_What needs to be done_: In the data below, copy word for word every line from the line with "If you could tag every instance of the woman's face" up to and including the line with "point(416, 258)".

_Material for the task_:
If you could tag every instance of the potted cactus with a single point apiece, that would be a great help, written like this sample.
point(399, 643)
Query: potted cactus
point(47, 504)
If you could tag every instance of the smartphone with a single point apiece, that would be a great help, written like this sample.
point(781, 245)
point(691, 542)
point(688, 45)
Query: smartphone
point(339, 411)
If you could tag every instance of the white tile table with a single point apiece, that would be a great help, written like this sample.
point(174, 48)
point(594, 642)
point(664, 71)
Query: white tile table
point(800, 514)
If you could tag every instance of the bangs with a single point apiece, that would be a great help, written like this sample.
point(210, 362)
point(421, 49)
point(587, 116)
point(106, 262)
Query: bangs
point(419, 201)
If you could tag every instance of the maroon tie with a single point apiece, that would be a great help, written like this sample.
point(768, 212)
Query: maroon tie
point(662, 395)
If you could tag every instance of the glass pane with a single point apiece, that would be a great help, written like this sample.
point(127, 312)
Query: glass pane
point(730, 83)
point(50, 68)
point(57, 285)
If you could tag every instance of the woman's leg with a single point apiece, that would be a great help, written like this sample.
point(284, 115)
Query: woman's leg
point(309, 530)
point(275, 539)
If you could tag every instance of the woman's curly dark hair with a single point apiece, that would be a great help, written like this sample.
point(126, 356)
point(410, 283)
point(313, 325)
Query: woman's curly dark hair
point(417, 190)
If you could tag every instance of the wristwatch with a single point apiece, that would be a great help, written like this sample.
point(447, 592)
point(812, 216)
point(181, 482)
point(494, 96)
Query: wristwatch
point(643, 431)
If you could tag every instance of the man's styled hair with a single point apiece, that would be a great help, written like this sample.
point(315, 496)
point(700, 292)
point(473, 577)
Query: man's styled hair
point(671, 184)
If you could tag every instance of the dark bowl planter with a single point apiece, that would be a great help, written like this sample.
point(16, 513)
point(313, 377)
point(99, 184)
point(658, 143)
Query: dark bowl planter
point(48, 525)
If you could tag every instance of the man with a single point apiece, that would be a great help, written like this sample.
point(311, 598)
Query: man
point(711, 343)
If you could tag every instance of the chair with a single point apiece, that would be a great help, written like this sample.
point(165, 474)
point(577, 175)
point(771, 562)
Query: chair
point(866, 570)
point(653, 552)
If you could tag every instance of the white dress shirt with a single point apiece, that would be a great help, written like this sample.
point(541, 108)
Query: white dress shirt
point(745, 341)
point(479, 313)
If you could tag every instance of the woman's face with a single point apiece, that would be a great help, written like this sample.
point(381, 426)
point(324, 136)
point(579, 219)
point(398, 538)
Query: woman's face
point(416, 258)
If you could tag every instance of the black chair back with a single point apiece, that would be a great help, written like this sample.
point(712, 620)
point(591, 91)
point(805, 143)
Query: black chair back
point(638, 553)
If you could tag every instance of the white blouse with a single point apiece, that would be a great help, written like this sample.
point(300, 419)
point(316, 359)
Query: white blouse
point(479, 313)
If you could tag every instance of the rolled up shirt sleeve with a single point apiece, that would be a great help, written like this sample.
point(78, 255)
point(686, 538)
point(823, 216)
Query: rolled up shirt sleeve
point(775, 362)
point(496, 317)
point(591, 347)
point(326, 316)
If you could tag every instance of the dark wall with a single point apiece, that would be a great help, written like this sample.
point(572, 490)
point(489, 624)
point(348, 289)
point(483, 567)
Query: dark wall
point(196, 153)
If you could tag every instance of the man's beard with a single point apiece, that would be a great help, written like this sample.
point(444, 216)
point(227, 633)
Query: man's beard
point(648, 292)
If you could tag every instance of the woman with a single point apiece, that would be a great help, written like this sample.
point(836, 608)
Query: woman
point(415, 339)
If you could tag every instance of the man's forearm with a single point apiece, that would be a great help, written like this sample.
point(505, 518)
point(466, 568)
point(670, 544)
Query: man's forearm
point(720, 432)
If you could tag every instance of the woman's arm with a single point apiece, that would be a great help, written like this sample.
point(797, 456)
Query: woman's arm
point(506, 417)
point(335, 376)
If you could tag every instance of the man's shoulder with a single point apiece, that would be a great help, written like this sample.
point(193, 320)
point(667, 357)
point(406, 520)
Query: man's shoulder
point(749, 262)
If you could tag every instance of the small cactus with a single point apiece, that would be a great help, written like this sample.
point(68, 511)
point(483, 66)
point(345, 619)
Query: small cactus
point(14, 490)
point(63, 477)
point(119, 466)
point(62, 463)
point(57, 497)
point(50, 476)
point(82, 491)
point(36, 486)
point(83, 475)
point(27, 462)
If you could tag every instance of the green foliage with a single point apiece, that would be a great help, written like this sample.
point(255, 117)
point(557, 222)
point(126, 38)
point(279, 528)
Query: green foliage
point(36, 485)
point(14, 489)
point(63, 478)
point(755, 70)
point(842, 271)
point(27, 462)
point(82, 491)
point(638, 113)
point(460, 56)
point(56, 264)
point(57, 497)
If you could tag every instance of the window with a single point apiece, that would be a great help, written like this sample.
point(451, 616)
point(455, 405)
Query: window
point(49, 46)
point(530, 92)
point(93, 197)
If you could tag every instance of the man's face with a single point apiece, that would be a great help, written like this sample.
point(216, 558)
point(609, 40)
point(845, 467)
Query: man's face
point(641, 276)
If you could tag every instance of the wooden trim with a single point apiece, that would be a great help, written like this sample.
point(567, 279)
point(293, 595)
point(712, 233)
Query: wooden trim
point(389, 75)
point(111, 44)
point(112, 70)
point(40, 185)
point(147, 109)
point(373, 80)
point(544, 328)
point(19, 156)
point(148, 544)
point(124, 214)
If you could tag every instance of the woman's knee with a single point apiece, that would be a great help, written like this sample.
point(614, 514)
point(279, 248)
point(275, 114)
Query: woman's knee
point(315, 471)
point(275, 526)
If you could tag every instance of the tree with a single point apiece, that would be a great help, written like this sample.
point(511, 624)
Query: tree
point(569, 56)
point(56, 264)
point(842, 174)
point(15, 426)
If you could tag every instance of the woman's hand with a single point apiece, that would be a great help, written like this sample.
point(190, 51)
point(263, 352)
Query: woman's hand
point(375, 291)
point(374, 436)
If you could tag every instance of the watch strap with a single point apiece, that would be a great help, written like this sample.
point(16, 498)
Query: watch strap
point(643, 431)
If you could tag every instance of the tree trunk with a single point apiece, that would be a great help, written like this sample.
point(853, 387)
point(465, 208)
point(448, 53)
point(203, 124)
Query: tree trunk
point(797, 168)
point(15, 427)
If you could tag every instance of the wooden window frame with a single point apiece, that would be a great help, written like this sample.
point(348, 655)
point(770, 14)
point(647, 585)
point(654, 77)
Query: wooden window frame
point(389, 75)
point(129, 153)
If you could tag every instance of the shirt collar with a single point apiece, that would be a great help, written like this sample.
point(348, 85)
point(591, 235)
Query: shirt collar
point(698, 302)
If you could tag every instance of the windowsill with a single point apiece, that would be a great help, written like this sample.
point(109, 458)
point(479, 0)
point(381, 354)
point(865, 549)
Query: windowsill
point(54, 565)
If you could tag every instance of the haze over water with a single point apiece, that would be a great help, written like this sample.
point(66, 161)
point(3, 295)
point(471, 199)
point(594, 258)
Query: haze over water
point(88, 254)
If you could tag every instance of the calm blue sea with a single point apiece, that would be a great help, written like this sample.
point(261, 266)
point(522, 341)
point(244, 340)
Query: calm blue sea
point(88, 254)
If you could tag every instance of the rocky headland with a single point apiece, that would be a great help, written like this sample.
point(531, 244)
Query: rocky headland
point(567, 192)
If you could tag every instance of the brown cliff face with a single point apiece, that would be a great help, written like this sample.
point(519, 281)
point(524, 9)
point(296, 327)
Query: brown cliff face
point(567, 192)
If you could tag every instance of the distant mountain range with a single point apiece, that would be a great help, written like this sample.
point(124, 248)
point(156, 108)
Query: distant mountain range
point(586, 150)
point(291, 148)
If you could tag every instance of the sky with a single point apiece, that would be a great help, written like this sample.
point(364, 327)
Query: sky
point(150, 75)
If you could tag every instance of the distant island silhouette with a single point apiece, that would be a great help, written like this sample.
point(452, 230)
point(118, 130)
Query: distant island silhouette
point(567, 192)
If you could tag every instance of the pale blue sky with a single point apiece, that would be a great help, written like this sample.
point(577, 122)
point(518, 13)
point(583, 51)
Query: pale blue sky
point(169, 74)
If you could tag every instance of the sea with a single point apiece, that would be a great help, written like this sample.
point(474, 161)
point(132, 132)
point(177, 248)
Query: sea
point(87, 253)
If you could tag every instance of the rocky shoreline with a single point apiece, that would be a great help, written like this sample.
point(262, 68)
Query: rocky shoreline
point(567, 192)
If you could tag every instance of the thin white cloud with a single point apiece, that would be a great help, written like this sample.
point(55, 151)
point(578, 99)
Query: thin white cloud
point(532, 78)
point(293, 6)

_Result of this task_:
If you could tag every instance of the woman's face with a single point apiece, that would be a great help, written like this sample.
point(381, 426)
point(324, 136)
point(579, 219)
point(398, 538)
Query: woman's face
point(416, 258)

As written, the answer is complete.